Excerpts from a point labeling dataset:
§
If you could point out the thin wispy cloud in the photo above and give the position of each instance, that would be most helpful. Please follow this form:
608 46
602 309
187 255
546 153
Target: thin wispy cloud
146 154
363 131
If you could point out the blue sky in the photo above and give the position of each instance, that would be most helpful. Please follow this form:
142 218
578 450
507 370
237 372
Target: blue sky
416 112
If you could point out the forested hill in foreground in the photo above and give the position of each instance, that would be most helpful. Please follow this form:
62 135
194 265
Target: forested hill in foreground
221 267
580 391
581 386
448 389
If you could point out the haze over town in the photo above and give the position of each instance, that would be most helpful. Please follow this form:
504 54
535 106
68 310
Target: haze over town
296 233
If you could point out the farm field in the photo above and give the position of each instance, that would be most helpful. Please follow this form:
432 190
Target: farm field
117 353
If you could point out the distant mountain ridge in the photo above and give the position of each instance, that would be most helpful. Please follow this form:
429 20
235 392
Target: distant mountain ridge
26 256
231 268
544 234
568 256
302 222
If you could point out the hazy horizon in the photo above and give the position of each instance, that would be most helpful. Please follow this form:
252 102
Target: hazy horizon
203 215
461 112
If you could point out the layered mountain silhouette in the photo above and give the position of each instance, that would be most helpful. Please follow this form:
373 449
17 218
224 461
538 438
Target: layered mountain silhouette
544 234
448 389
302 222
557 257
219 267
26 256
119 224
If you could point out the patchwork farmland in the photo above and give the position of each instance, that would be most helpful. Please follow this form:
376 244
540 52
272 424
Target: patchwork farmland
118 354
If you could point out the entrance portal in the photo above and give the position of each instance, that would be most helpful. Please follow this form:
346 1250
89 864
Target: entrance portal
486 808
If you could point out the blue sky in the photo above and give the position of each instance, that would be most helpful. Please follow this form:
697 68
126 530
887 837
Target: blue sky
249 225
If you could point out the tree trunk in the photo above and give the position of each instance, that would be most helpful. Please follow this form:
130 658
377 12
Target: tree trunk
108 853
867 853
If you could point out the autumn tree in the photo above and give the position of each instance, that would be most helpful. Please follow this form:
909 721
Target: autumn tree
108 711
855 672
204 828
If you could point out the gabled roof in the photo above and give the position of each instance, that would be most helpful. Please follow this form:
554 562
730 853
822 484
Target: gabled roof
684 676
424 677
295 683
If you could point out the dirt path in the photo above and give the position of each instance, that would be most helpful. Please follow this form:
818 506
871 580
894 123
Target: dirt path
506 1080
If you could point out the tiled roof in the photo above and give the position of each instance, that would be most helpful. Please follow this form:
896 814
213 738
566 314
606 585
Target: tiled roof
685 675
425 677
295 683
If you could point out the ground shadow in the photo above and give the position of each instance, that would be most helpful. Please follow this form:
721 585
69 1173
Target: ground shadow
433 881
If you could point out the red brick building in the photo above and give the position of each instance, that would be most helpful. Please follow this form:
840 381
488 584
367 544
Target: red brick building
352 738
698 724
§
▶ [Exercise brief]
Please reproduce every one of the records above word for word, keeping their lines and order unchanged.

▶ [The completed task]
If you could point out the thin wispy cloud in the photo above and give the position of each instance, that would be most helpful. Please follow this form:
608 46
602 309
187 255
546 153
Target: thin wispy cloud
146 154
363 131
If you could point out the blue sky in the photo above and give the position of each instance, that would be most helpful. Please follow this form:
142 218
578 450
507 370
237 372
Target: blue sky
416 112
If you could point out the forested hill in foreground in the photo above and give the position of each instance, that would be most helpful. Please follow this form:
62 135
194 265
Target: forested hill in foreground
221 267
580 391
581 386
448 389
If you could point out the haze over town in the photo above and give the position of each instance, that would be most helpful. Please follow this form:
504 54
535 106
68 310
Target: haze over town
296 233
If you could point out the farm field in the photo above and give the position of each instance, that would be most helpful. Please follow this form:
432 190
Target: farm field
117 353
If you could point out the distant mountain ridge in the photo above and give the position of each instance, that would be most helpful. Please follow this form:
429 20
235 392
Target: distant mountain ridge
26 256
231 268
544 234
568 256
302 222
If you could point out the hazy horizon in the photo above and give the position of each instance, that would be most helpful. Please follow this form:
252 102
Target: hazy horizon
203 215
461 112
If you could point out the layered mountain silhouette in the photo above and give the position of each instance, that would be most helpful. Please follow this form:
373 449
17 218
224 461
538 438
Target: layered mountain silhouette
544 234
448 389
302 222
557 257
219 267
26 256
119 224
If you could point out the patchwork farmland in the photo above and give the position of each instance, that would be most helpful. Please follow this form:
376 244
540 52
272 424
Target: patchwork farmland
118 354
If you could point out the entrance portal in the photo above and give the position of each instance, that would be most helpful. Please follow this form:
346 1250
89 864
Target: entrance portal
486 808
If you could point out the blue sky in the photo above and give the position of each instance, that would be most helpful. Please follow this form:
697 68
126 530
887 837
Target: blue sky
249 225
If you could point out the tree trunk in the photo above and give the position of each instance, that would be most helpful. Please follow this form:
130 658
377 12
Target: tree trunk
108 853
867 853
If you could point out the autumn tree in the photo above and give the position of each instance, that would be most helpful. Please follow this form:
909 721
Target: autumn tree
108 711
855 672
204 828
If you could point out the gabled roof in the photo above and give the position of each instance, that would be most helpful. Please follow this form:
554 562
730 853
822 484
Target: gabled roof
684 676
424 677
295 683
If you could point out the dirt path in the photo above and give the position of each instance, that would be most helpful. Please follow this form:
818 506
871 580
894 123
Target: dirt path
506 1080
If you could point out the tiled roof in the photo above and give the position of each instance, that would be most helpful. Please follow this form:
896 814
213 738
566 314
606 585
Target: tiled roof
685 675
425 677
295 683
If you could point out the ground shadow in the photo above and give the position of each instance, that would be most helpful. Please follow this form:
721 585
69 1173
Target: ground shadow
433 881
If you could point out the red brick building in the photo above and give the position of each instance, that would be most helpful. Please follow this form:
840 381
488 584
367 544
Target: red brick building
352 738
698 724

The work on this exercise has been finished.